***** Page extract

Fold change results were interpreted in a biological meaningful way and fold change values greater than two (> 2) indicated a positive or an up regulation. Fold change values less than two (< 2) indicated a negative or down regulation. The fold regulation cut-off was equal to two. P values were calculated based on a student t-test of the replicate of Delta CT values for each gene in the control group as well as the treatment groups. The p values cut-off was 0.05. The genomic DNA contamination was regarded as passed when the CT was greater or equal to 35 (CT ≥ 35). Epi Info statistical software was used to calculate significance.

Regulation of inflammatory markers and HIV receptors in association with HIV status

Although 84 genes were analysed, we focused on select inflammatory markers previously reported to be associated with HIV infection i.e. CCL3, CCL4 and CCL5, CCR5 and CXCR4. The mean fold change in CCL5, CCR5 and CXCR4 was significantly higher in HIV infected women when compared to HIV uninfected women (Table 1). Mean fold change in CCL3 on the other hand was much higher in HIV uninfected women but of borderline significance (p = 0.062). The majority (85%) of HIV uninfected women demonstrated an upregulation of CCL3 (>twofold change) in comparison to 50% of HIV infected women (p = 0.086). An upregulation of CCR5 and CXCR4 was evident in less than 20% of the HIV infected women and none of the HIV uninfected women.

**********

● **Problem requirements**
In the HIV gene expression excerpt, what percentage of HIV uninfected women showed an upregulation of CCL3? The items have nothing to do with the HIV gene expression excerpt.

***** Entries supplied

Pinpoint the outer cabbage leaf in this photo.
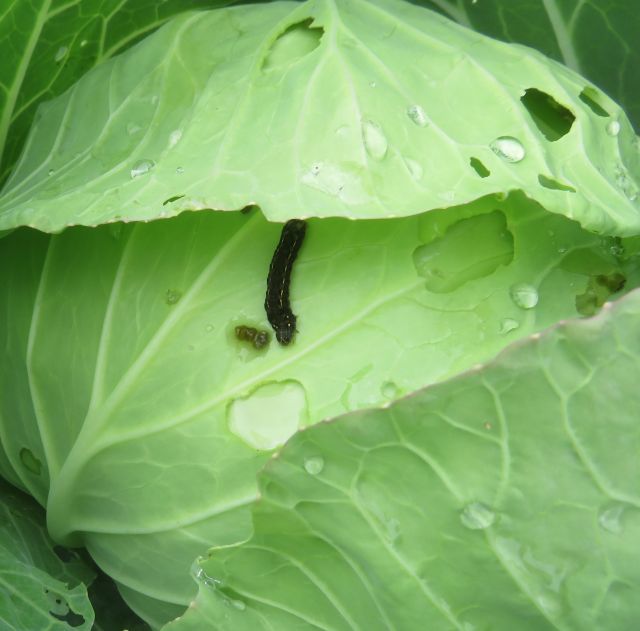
[413,0,640,129]
[166,292,640,631]
[0,0,240,189]
[0,194,640,622]
[0,480,95,631]
[0,0,640,235]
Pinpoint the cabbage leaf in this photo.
[0,0,640,235]
[166,292,640,631]
[0,194,640,628]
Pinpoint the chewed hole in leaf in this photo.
[520,88,576,142]
[469,158,491,178]
[538,174,576,193]
[576,272,627,316]
[580,87,609,118]
[413,210,513,293]
[263,18,324,70]
[20,447,42,475]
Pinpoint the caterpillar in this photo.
[264,219,307,346]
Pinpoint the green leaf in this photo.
[166,292,640,631]
[413,0,640,129]
[0,480,95,631]
[0,0,640,235]
[0,0,239,190]
[0,194,640,619]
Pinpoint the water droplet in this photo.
[131,160,156,179]
[304,456,324,475]
[164,289,182,305]
[607,121,621,136]
[598,504,625,535]
[169,129,182,149]
[403,158,424,181]
[300,162,368,204]
[407,105,429,127]
[191,556,220,587]
[510,283,538,309]
[53,46,69,64]
[413,210,514,293]
[489,136,526,162]
[460,502,496,530]
[362,120,389,160]
[107,222,124,241]
[227,381,308,450]
[499,318,520,335]
[380,381,400,399]
[20,447,42,475]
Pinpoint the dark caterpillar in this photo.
[264,219,307,346]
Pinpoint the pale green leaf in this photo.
[166,292,640,631]
[0,0,640,235]
[0,480,95,631]
[412,0,640,129]
[0,194,640,619]
[0,0,239,184]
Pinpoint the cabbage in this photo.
[0,0,640,631]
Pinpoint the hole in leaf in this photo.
[413,210,513,294]
[538,175,576,193]
[520,88,576,142]
[576,272,627,316]
[469,158,491,177]
[53,546,75,563]
[580,87,609,118]
[49,609,84,627]
[263,18,324,70]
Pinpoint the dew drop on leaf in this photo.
[407,105,429,127]
[460,502,496,530]
[304,456,324,475]
[380,381,400,399]
[20,447,42,475]
[510,283,538,309]
[362,120,389,160]
[131,160,156,179]
[227,381,308,450]
[598,504,625,535]
[490,136,526,162]
[499,318,520,335]
[164,289,182,305]
[127,123,142,136]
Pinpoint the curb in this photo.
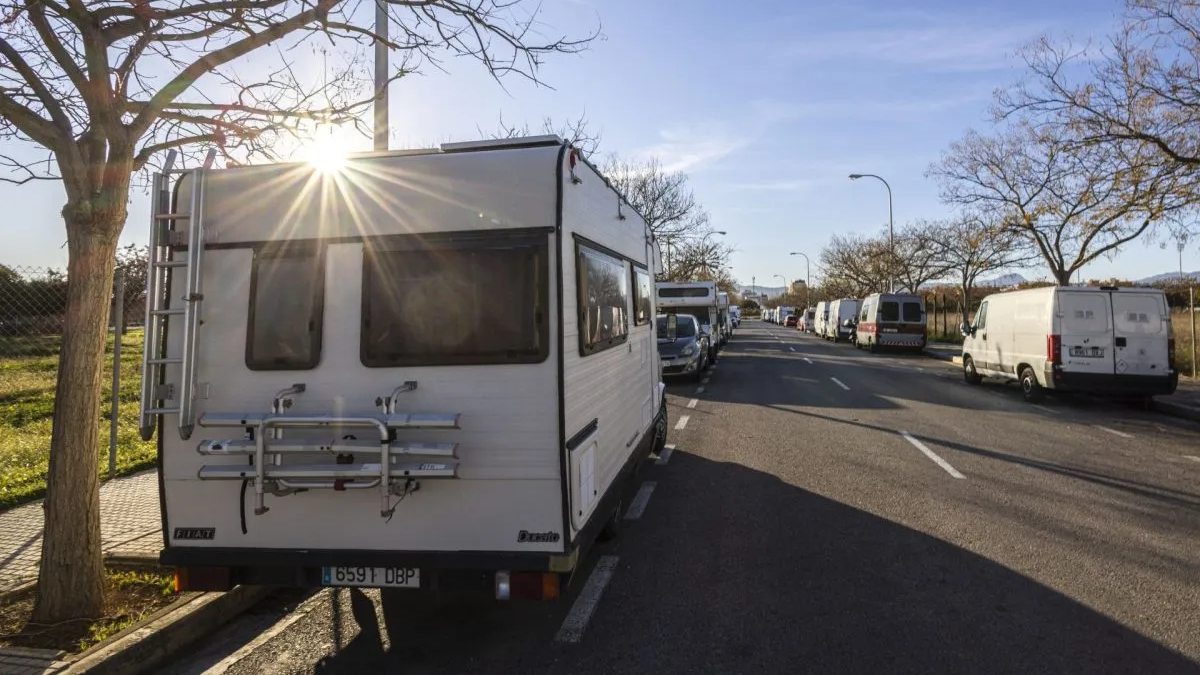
[64,586,272,675]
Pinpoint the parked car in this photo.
[962,286,1180,401]
[655,313,710,381]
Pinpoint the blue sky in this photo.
[0,0,1200,285]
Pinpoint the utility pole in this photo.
[374,0,388,153]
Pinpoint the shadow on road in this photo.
[295,452,1200,675]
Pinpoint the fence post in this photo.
[108,269,125,478]
[1188,286,1196,380]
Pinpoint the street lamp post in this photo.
[788,251,812,310]
[850,173,897,293]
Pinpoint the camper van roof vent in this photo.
[442,135,564,153]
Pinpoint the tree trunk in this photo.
[32,222,124,623]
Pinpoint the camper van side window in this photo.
[576,244,629,356]
[246,245,325,370]
[634,267,654,325]
[359,233,550,368]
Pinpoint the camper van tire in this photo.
[962,357,983,384]
[1021,365,1045,404]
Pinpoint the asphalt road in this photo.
[163,321,1200,675]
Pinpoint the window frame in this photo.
[359,228,553,369]
[629,262,656,330]
[575,234,637,358]
[244,240,326,371]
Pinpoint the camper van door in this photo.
[1111,291,1171,377]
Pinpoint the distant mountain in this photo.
[977,274,1028,288]
[1134,271,1200,285]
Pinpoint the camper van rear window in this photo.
[246,245,325,370]
[634,267,654,325]
[359,234,550,368]
[576,244,629,356]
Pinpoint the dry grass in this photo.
[0,569,176,653]
[1171,310,1200,376]
[0,329,155,509]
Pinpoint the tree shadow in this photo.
[300,452,1200,675]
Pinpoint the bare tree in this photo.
[996,0,1200,172]
[480,114,600,157]
[881,220,950,293]
[929,120,1187,285]
[0,0,592,623]
[940,215,1039,323]
[820,234,889,297]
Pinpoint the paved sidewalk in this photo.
[0,470,162,593]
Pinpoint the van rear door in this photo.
[1111,291,1170,377]
[1048,289,1116,375]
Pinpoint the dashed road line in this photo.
[625,480,659,520]
[1092,424,1133,438]
[554,555,620,643]
[900,431,966,478]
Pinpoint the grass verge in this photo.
[0,569,176,653]
[0,329,155,509]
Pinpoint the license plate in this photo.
[322,567,421,589]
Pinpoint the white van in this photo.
[962,286,1178,401]
[854,293,925,352]
[142,137,667,599]
[821,298,862,342]
[812,300,830,336]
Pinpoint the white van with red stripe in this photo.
[854,293,925,352]
[962,286,1178,401]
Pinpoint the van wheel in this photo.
[596,501,622,542]
[1021,366,1045,404]
[962,357,983,384]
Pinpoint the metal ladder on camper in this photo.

**********

● **Result of the exercise**
85% of HIV uninfected women showed an upregulation of CCL3.